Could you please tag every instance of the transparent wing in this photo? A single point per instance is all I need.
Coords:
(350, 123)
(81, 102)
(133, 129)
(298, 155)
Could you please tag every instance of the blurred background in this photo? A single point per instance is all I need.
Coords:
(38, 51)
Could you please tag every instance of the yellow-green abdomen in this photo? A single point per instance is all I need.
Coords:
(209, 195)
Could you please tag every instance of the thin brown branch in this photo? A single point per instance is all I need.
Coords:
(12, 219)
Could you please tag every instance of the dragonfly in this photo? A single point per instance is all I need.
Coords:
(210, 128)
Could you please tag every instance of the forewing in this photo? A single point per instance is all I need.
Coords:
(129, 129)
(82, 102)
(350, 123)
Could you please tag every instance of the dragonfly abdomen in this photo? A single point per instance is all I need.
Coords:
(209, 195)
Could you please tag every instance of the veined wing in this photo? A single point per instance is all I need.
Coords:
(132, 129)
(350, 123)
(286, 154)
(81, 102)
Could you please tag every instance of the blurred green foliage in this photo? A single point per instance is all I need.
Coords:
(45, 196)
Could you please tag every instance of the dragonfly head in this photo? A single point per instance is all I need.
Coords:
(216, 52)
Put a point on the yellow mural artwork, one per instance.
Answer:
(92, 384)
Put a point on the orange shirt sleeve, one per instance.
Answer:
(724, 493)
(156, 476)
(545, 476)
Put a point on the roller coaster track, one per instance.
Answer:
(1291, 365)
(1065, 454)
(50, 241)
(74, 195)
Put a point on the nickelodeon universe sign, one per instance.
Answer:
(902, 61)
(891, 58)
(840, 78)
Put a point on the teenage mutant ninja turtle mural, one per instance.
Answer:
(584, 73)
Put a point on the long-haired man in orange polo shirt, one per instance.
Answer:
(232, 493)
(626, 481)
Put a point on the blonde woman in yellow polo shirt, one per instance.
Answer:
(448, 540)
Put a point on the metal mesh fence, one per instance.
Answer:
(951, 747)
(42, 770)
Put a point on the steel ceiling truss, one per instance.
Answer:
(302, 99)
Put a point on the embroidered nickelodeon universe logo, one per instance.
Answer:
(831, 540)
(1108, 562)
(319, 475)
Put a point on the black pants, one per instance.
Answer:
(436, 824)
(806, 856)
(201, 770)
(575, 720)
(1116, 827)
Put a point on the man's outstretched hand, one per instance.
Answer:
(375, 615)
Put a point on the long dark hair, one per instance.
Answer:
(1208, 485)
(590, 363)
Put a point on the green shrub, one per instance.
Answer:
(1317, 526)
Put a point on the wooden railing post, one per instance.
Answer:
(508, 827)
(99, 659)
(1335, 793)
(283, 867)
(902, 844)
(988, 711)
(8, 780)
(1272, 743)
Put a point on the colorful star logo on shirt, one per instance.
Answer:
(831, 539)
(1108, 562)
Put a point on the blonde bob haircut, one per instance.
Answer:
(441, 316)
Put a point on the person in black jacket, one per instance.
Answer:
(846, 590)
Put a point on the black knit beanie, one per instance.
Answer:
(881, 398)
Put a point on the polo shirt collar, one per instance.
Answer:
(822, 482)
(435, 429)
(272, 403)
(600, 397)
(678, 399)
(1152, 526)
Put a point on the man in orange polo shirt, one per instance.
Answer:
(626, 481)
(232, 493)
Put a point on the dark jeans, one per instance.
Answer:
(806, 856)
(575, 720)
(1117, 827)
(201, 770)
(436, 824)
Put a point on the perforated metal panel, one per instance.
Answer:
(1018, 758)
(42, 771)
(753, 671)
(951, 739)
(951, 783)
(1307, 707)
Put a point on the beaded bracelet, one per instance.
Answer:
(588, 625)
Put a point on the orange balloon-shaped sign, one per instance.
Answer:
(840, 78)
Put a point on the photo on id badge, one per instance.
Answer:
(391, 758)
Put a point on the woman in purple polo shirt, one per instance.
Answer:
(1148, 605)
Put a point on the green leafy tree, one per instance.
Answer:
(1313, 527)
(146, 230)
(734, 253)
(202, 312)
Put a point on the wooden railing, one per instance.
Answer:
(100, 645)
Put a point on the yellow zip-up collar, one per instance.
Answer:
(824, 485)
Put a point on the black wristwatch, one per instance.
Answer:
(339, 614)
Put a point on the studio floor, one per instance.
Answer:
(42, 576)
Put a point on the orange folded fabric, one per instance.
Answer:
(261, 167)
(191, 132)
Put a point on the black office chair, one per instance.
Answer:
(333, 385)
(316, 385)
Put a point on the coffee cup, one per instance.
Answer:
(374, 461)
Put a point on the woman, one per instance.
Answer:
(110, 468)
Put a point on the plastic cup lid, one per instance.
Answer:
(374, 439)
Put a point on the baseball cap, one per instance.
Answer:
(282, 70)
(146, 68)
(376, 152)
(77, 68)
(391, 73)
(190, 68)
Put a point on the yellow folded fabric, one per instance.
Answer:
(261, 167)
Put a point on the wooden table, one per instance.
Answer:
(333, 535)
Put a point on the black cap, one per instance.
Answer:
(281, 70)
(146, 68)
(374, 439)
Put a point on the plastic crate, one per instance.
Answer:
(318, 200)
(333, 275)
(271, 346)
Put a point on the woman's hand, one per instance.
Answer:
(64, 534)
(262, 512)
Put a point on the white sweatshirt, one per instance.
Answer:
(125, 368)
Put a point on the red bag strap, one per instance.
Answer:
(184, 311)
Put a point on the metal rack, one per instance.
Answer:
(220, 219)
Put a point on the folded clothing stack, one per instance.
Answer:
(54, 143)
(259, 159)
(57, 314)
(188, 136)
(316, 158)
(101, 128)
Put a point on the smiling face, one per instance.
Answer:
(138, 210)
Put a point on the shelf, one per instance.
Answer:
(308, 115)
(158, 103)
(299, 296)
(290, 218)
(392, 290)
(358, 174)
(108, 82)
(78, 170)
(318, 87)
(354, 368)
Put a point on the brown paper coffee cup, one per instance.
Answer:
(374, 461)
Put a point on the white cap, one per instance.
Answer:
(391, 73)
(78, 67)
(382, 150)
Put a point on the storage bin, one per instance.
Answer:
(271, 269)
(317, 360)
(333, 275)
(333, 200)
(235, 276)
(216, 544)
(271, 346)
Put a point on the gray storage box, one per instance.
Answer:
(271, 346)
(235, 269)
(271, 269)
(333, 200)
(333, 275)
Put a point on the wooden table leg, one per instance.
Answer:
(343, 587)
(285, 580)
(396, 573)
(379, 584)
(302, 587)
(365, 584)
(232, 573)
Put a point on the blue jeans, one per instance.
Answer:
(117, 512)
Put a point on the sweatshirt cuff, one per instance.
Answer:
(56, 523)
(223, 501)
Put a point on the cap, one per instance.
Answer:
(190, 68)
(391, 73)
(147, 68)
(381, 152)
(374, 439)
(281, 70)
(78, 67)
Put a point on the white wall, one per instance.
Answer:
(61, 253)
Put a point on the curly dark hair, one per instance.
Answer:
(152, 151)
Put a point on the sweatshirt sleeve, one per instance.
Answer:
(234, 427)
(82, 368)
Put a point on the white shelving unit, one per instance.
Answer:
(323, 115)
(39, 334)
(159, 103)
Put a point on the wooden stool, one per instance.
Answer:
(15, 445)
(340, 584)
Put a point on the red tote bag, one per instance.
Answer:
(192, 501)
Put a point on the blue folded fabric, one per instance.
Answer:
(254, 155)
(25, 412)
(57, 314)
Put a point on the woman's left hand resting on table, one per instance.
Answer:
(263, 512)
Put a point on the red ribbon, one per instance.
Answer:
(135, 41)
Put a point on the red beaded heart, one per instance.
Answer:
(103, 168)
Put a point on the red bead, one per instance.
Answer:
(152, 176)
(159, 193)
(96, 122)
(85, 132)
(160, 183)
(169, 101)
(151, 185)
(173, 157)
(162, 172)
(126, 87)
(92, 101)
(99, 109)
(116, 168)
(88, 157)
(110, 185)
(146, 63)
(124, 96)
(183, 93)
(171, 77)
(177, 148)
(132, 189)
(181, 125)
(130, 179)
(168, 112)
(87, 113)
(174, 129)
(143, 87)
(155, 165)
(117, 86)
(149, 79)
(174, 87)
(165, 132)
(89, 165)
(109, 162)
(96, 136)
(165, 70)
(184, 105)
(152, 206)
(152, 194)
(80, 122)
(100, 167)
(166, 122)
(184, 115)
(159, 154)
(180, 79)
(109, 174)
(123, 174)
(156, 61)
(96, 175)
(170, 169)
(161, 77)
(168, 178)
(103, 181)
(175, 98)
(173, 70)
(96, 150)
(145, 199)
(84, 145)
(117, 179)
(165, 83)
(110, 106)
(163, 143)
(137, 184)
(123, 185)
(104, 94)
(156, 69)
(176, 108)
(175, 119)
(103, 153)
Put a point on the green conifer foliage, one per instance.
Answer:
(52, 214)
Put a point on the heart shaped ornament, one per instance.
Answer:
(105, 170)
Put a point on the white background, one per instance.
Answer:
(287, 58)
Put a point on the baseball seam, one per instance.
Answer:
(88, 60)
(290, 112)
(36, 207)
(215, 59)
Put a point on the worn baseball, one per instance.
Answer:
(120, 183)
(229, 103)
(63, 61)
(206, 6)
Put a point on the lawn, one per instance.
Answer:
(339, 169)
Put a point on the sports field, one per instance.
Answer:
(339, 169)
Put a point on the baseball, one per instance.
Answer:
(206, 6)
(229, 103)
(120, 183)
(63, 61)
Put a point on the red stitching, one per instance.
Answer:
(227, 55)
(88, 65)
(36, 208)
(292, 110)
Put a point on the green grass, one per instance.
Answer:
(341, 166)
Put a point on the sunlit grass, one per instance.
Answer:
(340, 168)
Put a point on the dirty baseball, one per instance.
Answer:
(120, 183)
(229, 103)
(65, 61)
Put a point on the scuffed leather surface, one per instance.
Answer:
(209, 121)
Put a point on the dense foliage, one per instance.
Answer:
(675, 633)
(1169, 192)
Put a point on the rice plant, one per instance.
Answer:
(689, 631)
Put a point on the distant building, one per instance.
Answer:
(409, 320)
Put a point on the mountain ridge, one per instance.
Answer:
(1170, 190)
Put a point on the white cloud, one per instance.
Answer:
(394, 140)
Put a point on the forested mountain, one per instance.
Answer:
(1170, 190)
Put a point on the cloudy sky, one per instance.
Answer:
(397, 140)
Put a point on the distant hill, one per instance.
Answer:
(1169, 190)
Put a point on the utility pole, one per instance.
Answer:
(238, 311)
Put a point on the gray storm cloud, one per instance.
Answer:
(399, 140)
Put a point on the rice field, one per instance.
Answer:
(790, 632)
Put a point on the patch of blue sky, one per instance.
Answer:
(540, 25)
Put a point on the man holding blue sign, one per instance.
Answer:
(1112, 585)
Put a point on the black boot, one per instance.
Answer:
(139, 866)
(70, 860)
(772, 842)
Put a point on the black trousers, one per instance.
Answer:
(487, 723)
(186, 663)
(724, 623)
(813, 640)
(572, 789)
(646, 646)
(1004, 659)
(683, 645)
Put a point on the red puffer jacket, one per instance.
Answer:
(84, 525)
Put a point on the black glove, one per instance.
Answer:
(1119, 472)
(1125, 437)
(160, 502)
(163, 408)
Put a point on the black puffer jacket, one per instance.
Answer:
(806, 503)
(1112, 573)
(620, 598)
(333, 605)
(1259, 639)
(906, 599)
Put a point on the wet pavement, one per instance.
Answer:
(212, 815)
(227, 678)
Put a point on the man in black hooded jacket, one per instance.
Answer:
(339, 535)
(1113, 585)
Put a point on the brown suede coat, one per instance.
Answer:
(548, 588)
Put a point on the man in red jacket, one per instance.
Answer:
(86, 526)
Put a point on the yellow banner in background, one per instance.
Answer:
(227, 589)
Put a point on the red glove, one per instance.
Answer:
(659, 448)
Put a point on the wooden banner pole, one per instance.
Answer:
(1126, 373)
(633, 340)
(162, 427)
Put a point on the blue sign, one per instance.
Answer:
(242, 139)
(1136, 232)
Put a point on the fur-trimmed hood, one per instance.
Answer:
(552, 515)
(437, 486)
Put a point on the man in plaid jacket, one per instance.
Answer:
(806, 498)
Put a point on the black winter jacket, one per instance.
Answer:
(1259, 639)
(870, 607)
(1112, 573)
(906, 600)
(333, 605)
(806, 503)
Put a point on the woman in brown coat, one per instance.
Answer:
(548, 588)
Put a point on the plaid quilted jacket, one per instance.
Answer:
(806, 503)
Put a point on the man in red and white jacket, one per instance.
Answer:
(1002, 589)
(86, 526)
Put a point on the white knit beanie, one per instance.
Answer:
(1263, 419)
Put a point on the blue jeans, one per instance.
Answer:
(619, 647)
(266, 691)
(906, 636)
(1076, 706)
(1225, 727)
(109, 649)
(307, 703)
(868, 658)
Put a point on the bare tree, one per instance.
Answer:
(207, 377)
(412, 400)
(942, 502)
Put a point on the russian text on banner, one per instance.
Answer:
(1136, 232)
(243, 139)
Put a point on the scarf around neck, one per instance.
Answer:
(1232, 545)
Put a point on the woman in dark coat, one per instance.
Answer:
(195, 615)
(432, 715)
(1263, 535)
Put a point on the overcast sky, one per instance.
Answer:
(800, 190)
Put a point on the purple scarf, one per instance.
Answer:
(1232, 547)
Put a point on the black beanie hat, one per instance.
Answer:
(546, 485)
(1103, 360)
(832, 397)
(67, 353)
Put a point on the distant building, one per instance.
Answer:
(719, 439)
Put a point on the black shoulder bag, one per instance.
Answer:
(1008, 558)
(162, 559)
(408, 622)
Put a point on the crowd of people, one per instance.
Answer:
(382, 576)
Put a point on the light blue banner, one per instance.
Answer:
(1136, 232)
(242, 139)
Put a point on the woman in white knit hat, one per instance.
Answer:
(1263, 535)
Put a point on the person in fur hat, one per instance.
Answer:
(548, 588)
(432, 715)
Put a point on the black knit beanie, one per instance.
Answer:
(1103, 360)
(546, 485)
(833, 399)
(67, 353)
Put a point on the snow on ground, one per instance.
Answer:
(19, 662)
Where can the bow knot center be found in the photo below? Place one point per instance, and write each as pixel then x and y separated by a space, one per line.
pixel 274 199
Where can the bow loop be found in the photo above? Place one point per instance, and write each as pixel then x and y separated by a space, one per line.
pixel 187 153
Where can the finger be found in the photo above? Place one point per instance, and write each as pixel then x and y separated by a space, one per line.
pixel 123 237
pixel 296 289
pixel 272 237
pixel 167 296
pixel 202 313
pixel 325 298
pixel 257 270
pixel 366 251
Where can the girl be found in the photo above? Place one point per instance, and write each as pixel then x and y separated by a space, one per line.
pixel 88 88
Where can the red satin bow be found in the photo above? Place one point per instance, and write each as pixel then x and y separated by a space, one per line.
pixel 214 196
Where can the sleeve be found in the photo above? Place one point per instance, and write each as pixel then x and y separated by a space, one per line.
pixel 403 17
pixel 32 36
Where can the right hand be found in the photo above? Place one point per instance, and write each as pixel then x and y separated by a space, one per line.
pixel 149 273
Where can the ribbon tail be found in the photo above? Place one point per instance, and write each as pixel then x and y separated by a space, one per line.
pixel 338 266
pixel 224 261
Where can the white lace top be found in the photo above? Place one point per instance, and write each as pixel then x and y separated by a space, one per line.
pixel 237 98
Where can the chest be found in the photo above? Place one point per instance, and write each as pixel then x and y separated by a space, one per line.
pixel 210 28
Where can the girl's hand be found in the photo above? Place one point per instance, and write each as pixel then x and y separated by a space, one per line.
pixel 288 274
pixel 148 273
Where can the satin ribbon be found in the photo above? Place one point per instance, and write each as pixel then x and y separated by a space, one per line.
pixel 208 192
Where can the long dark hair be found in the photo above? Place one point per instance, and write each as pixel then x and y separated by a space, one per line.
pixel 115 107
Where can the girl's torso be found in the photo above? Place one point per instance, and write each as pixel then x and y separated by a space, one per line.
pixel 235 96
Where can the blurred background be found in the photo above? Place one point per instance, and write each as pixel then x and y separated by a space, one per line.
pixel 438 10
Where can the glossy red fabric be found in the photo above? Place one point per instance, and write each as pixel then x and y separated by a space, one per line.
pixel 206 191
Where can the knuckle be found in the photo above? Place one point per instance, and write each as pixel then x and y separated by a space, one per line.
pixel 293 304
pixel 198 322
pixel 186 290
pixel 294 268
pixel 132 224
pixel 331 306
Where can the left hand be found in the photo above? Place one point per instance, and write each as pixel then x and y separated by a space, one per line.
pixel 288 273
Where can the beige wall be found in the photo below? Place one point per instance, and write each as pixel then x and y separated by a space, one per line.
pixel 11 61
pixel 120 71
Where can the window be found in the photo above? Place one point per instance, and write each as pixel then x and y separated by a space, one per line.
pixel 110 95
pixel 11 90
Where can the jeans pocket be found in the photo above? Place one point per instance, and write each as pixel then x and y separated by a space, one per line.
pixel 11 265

▸ What to produce
Repeat exactly the lines from the line containing "Where can the girl's torso" through the last line of the records above, including both, and nothing else.

▸ Result of this exercise
Where can the girl's torso be found in the photo above? Place one point per instance, and write each as pixel then x and y separated by a space, one per line.
pixel 235 96
Where can the blurred background be found in the photo above? Place one point per instance, and write each as pixel then x and y separated by a space, one per line.
pixel 438 10
Where can the glossy red fabric be found in the photo above? Place one point per instance, and write each as pixel then x and y separated by a space, one per line.
pixel 206 191
Where can the knuckle be found in the photo above? Place one point per instance, and write each as pixel then x and y separated by a space, one per line.
pixel 293 304
pixel 198 322
pixel 186 290
pixel 294 268
pixel 132 224
pixel 331 306
Where can the left hand be found in the photo above? Place one point per instance, and write each as pixel then x and y separated by a space, one per line.
pixel 288 273
Where can the beige wall be found in the photo below? Place one point per instance, and write each as pixel then x and y separated by a space, one per line.
pixel 11 61
pixel 120 71
Where can the window be found in the photo above? Place one point per instance, and write each as pixel then x and y separated by a space, one per line.
pixel 110 95
pixel 11 90
Where can the jeans pocket be found in the photo above? Place one point per instance, and write each as pixel then x and y separated by a space, one per line.
pixel 11 265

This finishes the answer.